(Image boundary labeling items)
◇ ◇ ◇ ◇ ◇ ◇ ◇
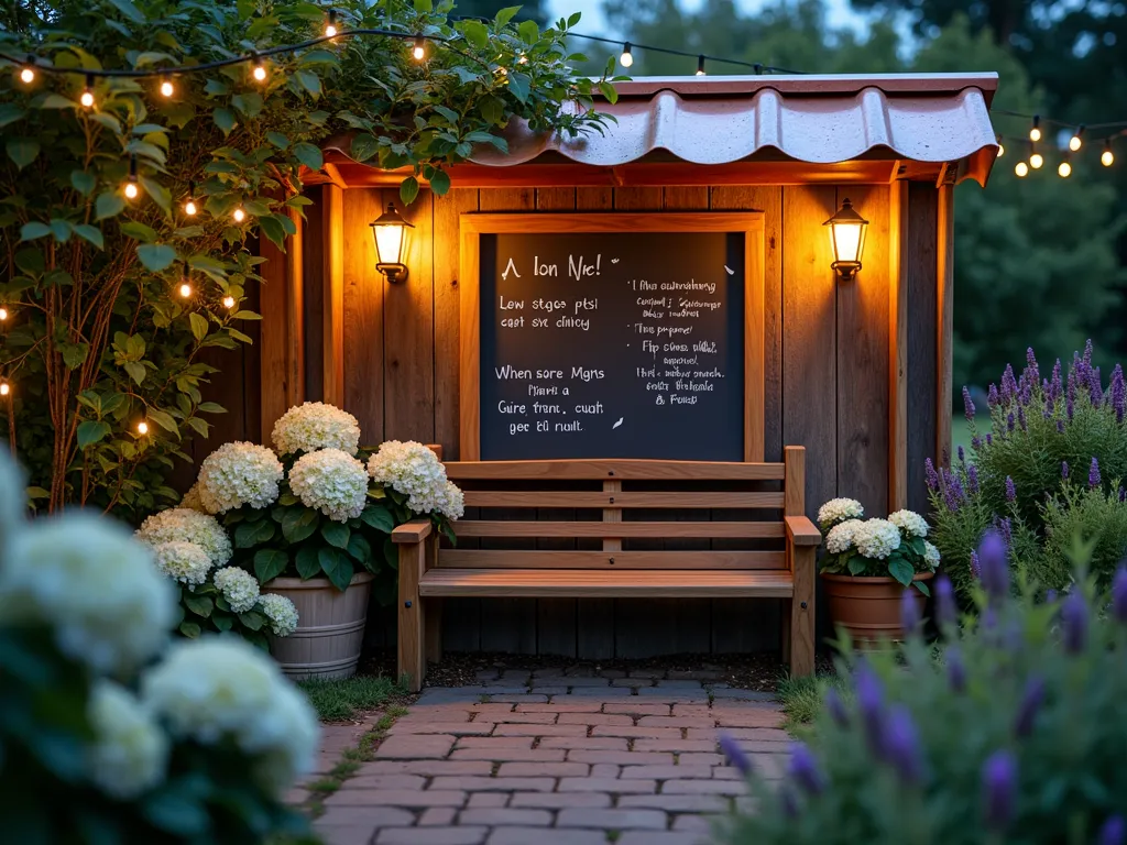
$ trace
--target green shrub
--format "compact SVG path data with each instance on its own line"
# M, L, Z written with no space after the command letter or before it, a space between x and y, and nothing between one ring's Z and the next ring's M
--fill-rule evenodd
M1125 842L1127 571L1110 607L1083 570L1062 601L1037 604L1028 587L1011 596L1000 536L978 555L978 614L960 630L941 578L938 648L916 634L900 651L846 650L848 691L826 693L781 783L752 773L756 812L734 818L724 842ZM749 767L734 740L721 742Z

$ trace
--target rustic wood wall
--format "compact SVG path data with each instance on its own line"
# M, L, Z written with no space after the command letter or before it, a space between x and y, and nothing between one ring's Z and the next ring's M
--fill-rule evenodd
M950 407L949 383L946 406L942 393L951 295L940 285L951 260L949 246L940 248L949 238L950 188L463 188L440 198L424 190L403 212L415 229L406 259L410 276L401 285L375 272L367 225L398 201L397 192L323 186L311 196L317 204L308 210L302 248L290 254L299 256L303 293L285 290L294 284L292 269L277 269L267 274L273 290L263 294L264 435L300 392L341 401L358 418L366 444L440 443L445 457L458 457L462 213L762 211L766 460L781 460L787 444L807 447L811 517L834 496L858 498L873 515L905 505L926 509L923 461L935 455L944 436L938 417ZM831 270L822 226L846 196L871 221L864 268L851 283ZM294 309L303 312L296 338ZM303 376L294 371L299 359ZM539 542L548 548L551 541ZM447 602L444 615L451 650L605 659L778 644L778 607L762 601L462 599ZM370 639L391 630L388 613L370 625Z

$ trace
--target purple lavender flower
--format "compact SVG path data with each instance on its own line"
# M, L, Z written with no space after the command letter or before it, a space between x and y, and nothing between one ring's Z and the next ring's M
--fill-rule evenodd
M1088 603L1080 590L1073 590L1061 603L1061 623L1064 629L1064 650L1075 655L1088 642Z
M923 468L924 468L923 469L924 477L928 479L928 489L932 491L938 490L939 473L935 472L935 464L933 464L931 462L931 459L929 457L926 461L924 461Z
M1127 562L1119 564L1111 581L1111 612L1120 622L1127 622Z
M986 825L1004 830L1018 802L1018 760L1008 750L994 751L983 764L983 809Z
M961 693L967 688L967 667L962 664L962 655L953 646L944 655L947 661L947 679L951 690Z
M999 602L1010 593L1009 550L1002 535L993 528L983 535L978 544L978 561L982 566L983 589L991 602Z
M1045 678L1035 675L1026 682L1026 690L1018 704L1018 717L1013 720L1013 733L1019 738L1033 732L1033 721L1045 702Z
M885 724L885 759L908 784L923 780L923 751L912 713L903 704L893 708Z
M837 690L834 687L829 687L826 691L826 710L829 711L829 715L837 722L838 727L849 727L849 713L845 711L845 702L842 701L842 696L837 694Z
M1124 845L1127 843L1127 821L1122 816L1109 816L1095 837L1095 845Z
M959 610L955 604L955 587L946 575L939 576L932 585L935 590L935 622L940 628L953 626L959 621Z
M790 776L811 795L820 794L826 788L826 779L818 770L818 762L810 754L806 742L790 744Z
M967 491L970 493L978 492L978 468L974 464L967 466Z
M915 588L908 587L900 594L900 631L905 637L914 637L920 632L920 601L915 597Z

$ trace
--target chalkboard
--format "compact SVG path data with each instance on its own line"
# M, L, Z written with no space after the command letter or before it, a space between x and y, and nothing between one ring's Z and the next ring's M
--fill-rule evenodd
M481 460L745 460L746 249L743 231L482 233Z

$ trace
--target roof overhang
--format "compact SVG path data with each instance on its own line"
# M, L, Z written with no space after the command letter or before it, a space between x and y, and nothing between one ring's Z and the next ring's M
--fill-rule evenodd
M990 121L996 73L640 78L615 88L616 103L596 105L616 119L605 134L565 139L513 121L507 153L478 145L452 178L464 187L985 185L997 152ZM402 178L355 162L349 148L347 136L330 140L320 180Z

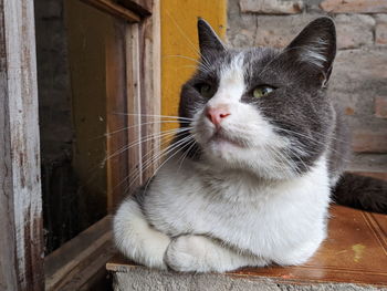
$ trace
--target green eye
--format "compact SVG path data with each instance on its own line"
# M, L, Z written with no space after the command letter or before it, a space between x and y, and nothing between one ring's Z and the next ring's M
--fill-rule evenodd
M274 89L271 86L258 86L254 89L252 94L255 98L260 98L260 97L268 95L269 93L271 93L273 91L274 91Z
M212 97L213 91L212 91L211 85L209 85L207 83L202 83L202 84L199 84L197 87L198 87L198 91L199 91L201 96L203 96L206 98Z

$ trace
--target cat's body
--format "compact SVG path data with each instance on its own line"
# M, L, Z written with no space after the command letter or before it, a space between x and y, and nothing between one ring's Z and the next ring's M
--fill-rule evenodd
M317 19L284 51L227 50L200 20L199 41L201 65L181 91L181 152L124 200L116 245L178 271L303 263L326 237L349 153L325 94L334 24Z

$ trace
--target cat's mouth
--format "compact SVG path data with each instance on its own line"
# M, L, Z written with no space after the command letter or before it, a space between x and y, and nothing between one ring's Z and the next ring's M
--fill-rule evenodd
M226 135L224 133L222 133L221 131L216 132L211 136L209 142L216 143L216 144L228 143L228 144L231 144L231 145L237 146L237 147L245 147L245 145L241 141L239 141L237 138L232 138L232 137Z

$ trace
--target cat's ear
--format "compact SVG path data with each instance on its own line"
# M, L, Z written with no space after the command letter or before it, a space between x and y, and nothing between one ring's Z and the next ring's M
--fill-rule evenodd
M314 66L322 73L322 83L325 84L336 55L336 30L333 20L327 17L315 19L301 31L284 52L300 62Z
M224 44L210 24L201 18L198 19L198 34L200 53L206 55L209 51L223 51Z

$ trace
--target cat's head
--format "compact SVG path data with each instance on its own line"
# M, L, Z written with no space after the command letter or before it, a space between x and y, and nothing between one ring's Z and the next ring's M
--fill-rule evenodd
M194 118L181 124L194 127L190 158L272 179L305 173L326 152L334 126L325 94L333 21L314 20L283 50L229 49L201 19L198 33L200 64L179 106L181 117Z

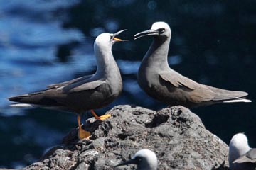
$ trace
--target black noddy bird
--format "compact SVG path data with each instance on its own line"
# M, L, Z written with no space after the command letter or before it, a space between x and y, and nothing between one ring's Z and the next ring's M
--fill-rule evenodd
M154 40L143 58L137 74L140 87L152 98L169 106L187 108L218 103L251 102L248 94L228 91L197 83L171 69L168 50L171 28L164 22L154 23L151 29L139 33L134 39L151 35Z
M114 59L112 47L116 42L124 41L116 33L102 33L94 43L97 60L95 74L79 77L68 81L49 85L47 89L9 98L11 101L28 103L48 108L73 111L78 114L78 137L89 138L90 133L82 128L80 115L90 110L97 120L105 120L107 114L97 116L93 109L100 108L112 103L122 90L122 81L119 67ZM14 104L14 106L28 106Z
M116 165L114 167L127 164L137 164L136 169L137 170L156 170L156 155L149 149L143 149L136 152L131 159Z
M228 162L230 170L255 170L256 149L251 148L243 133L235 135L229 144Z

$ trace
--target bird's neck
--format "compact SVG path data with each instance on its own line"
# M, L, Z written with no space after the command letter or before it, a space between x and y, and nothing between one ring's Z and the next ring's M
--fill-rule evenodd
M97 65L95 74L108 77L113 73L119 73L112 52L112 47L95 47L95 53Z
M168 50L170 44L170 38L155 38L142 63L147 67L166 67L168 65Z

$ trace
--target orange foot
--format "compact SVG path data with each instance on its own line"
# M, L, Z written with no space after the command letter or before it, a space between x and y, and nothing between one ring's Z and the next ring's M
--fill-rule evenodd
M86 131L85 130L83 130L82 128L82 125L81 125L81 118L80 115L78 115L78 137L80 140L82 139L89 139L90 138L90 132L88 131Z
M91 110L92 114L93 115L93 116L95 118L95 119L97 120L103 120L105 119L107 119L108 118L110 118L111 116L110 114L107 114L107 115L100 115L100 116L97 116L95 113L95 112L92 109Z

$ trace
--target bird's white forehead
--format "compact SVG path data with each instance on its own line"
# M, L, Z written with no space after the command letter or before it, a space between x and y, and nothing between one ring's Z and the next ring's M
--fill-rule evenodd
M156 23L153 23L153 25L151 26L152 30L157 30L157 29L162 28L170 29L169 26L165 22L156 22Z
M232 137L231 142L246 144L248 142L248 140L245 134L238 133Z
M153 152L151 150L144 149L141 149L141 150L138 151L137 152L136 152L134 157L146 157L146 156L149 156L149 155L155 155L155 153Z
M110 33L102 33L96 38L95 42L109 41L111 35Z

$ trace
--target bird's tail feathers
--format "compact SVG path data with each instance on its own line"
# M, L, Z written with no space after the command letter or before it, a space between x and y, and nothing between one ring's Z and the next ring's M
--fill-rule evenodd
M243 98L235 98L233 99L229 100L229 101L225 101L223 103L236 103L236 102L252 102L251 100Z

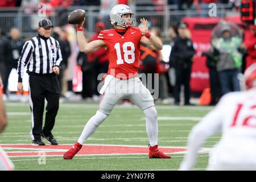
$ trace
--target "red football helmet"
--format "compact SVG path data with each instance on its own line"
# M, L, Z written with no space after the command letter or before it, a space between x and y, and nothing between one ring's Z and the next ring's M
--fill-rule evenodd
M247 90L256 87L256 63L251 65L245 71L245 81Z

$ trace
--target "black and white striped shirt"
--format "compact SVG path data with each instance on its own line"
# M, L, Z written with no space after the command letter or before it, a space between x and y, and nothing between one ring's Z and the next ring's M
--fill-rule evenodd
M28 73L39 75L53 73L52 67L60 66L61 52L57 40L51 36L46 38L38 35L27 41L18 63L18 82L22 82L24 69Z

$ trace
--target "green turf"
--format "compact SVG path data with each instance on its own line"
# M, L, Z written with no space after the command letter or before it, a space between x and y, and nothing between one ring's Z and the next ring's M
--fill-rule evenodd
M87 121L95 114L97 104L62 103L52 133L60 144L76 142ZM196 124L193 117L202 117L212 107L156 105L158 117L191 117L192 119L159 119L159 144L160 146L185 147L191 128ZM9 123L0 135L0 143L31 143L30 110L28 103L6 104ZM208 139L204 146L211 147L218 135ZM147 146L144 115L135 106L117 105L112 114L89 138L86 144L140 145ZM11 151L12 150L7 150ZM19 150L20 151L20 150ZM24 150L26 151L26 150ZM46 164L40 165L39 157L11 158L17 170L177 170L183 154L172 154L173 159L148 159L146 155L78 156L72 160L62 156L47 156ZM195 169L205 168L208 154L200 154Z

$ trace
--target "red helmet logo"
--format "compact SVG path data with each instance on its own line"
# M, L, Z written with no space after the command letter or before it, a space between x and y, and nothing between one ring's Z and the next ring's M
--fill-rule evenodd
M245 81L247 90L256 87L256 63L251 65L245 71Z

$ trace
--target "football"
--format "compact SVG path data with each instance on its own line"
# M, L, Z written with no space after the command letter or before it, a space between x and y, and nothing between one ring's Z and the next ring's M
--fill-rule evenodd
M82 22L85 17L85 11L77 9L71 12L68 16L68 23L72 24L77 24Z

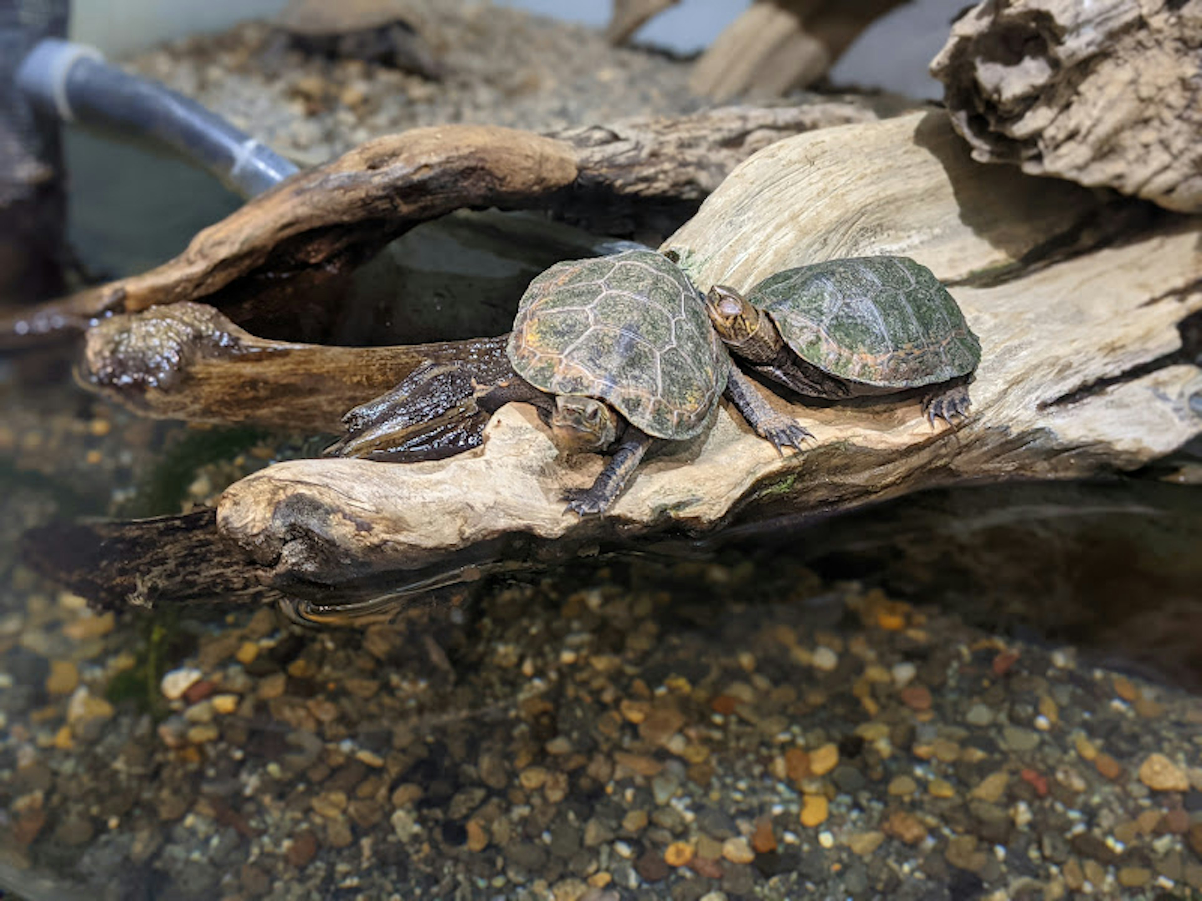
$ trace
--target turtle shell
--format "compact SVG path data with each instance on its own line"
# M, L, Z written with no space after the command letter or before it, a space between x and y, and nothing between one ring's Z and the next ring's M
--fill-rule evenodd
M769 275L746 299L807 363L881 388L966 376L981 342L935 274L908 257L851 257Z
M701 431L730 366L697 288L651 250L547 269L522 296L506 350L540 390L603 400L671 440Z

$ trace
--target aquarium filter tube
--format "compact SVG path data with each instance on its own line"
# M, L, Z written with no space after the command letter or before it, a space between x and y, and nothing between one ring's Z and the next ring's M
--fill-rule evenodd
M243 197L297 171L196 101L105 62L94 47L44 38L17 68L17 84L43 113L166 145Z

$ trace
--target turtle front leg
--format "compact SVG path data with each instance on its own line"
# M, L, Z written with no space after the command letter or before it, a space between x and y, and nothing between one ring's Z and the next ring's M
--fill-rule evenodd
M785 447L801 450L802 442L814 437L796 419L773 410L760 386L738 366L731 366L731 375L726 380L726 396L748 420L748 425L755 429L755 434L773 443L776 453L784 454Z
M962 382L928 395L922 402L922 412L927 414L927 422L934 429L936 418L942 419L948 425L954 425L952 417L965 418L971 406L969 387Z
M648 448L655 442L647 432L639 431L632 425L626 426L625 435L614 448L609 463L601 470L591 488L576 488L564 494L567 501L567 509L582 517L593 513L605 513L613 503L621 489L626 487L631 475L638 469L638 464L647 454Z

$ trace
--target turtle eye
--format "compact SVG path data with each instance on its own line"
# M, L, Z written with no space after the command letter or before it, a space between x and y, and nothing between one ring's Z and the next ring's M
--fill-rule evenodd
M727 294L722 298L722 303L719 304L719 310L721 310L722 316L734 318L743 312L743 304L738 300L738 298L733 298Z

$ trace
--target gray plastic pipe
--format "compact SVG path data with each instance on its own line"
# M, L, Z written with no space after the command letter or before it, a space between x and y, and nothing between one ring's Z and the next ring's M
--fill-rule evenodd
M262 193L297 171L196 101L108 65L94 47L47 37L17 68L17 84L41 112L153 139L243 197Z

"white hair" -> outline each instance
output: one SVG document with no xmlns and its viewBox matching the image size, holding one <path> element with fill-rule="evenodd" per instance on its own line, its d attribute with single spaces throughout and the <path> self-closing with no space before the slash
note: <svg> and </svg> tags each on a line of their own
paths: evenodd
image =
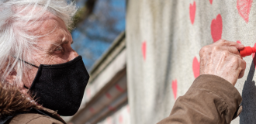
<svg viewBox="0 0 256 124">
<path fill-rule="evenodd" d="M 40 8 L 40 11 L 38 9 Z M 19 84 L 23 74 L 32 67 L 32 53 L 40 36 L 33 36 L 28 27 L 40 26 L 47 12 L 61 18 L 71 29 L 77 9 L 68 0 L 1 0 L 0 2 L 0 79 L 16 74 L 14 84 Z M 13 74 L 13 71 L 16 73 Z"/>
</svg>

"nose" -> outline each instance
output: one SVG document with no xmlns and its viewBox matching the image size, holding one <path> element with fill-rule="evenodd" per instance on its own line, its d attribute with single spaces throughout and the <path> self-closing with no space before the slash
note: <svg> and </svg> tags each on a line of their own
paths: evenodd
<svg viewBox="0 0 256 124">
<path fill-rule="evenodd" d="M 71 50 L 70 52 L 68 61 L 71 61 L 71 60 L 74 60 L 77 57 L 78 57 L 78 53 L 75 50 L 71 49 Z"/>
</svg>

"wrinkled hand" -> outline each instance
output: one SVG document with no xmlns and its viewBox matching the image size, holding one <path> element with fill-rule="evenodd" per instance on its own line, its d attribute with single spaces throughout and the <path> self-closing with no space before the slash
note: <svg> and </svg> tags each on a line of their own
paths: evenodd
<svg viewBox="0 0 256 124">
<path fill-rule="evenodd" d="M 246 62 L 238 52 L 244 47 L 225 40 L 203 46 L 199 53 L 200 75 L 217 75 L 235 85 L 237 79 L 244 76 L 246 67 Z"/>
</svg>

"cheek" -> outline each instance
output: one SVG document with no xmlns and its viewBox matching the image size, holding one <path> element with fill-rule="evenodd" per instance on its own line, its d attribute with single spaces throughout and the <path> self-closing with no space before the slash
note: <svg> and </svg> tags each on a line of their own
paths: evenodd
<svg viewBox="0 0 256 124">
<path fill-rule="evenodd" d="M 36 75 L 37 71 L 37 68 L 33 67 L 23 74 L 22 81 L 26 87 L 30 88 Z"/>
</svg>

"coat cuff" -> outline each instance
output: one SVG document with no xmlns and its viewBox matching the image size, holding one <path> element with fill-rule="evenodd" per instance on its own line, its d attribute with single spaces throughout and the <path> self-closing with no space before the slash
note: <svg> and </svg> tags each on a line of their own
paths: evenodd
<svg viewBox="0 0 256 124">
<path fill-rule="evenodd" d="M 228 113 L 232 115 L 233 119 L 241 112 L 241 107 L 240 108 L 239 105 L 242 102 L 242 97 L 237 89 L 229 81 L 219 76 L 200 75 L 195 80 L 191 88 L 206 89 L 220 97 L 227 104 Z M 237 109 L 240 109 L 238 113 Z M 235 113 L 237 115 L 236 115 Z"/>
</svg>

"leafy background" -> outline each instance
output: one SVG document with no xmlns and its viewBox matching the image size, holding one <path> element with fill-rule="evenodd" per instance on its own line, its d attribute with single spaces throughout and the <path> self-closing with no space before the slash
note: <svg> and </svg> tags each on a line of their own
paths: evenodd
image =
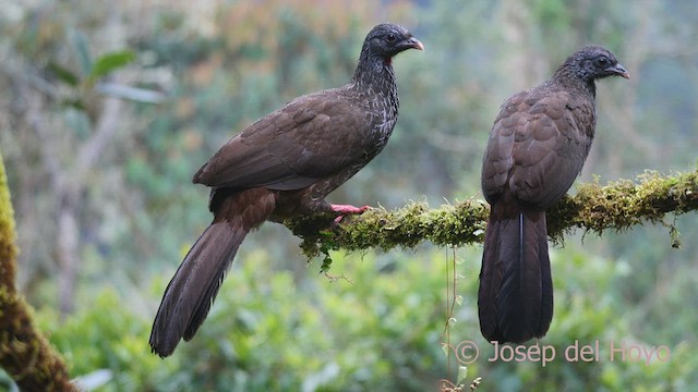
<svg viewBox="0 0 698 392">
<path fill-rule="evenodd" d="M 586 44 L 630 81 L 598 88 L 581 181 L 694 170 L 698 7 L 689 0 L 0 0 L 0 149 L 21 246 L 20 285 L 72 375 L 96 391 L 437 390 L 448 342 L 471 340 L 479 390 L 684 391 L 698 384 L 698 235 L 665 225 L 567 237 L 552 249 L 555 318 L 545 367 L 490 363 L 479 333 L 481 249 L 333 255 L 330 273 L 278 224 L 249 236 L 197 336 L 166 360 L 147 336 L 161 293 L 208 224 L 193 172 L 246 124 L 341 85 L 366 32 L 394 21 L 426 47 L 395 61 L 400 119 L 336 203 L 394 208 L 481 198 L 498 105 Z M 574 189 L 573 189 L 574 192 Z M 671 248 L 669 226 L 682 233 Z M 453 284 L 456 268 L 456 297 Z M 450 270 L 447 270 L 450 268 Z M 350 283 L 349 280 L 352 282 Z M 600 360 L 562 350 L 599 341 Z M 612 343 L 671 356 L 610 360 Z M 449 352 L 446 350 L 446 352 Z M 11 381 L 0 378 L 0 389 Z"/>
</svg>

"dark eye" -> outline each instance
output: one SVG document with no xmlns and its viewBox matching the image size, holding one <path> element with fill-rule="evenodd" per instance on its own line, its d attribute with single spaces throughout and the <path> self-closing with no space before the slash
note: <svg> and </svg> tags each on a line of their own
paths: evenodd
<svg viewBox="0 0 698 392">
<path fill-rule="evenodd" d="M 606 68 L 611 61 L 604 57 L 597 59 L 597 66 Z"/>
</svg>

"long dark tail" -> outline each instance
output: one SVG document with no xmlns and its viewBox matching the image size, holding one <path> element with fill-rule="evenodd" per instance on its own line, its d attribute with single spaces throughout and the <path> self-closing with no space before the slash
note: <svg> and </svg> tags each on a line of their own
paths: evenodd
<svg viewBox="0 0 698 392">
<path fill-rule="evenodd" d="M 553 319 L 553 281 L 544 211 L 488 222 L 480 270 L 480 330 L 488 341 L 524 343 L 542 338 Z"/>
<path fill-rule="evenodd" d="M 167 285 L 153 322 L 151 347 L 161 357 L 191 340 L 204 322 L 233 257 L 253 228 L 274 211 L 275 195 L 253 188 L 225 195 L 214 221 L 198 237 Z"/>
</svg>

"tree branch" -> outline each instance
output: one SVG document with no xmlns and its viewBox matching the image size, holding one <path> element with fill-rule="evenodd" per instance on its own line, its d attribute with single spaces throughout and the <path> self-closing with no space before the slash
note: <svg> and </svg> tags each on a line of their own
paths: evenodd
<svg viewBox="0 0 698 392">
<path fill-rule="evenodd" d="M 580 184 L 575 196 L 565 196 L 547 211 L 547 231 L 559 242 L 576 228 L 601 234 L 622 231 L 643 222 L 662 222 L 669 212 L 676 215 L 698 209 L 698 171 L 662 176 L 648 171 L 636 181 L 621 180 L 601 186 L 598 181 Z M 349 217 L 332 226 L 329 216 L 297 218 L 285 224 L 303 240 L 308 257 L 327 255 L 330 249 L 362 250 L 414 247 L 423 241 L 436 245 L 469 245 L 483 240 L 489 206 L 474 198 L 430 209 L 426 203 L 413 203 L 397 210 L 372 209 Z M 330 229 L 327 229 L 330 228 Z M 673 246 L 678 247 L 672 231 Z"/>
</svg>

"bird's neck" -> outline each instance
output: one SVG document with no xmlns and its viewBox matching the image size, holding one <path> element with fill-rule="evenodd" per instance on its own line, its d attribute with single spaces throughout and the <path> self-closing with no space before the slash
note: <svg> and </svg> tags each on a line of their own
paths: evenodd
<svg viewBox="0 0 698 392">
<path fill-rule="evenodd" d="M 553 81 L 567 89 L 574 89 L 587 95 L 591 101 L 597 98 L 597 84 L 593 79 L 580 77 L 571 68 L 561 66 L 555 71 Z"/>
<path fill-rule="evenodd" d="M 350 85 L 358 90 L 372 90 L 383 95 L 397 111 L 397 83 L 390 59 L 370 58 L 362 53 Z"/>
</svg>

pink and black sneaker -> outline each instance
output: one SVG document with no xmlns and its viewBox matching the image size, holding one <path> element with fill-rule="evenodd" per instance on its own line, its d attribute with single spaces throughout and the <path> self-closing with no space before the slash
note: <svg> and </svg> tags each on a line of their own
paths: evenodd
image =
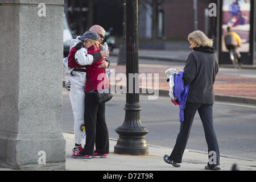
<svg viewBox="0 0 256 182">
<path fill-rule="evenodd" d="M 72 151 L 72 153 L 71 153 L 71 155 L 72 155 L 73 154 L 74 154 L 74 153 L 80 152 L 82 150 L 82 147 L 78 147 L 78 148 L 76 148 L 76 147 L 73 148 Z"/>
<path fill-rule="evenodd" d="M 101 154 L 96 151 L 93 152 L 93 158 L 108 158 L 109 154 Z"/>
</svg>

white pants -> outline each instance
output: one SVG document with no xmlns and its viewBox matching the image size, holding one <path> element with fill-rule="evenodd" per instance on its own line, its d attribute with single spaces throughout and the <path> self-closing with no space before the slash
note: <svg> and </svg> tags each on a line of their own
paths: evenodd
◇ ◇ ◇ ◇ ◇ ◇ ◇
▶ _WHAT IS EXPECTED_: From the material above, copy out each line that contains the string "neck".

▶ _FULL ANSWER_:
--target bird's neck
"bird's neck" -> outline each instance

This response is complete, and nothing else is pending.